### TEXT EXCERPT
Segment Open
An untold number of refugees have flooded into makeshift camps, escaping rape, looting and murderous rampages perpetrated by Ethiopian troops and civilians on the mostly-Muslim population living in the triangle that juts into Somalia.

The Coptic Christian regime has launched a major crackdown on the mostly ethnic Somali and Muslim population of Ogaden, fueled, according to the Meles government, by its opposition to the independence-seeking rebel Ogaden National Liberation Front (ONLF).

For nearly two decades, the ONLF has fought both with force and through diplomatic efforts to end what it considers the region’s systematic marginalization by Addis Ababa.

In ramping up efforts to crack down on the ONLF, however, humanitarian organizations including Médecins Sans Frontières have warned that civilians are facing collective punishment and being deprived of humanitarian aid — a public pronouncement that has resulted in the organization’s ouster from the region.
Segment Closed
### EXERCISE DATA
Segment Open
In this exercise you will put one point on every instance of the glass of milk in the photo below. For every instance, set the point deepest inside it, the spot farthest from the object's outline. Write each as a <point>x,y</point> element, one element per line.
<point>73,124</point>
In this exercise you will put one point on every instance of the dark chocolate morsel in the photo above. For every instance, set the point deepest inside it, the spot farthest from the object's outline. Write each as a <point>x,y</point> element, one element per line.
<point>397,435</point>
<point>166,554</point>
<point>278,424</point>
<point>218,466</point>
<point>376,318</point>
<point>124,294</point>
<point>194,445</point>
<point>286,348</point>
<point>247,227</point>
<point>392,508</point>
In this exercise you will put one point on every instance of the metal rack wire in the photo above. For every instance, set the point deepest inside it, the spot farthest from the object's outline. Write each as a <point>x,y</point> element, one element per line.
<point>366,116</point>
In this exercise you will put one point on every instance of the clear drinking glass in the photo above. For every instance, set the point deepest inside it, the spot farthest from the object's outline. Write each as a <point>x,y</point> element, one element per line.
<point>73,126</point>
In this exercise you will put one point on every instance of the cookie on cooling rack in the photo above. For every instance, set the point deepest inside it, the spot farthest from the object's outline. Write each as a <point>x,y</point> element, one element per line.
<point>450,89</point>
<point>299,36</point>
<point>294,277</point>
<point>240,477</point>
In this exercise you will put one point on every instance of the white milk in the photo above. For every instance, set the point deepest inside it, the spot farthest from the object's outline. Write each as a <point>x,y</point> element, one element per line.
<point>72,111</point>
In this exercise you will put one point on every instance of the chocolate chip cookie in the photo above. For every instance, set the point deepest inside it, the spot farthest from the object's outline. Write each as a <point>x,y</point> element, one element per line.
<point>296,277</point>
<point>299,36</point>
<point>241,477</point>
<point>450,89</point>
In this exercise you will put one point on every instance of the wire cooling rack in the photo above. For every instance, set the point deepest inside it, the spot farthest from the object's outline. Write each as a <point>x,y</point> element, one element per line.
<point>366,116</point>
Segment Closed
### EXERCISE A
In the Ogaden excerpt, which organization was forced out of the region after publicly warning about collective punishment?
### EXERCISE B
Please translate this sentence from the Ogaden excerpt into Spanish: "For nearly two decades, the ONLF has fought both with force and through diplomatic efforts to end what it considers the region’s systematic marginalization by Addis Ababa."
### EXERCISE C
From the Ogaden excerpt, extract the part that opens with the words containing "The Coptic Christian" and closes with "from the region.".

### TASK RESPONSE A
Médecins Sans Frontières

### TASK RESPONSE B
Durante casi dos décadas, el ONLF ha luchado tanto por la fuerza como mediante esfuerzos diplomáticos para poner fin a lo que considera la marginación sistemática de la región por parte de Adís Abeba.

### TASK RESPONSE C
The Coptic Christian regime has launched a major crackdown on the mostly ethnic Somali and Muslim population of Ogaden, fueled, according to the Meles government, by its opposition to the independence-seeking rebel Ogaden National Liberation Front (ONLF).

For nearly two decades, the ONLF has fought both with force and through diplomatic efforts to end what it considers the region’s systematic marginalization by Addis Ababa.

In ramping up efforts to crack down on the ONLF, however, humanitarian organizations including Médecins Sans Frontières have warned that civilians are facing collective punishment and being deprived of humanitarian aid — a public pronouncement that has resulted in the organization’s ouster from the region.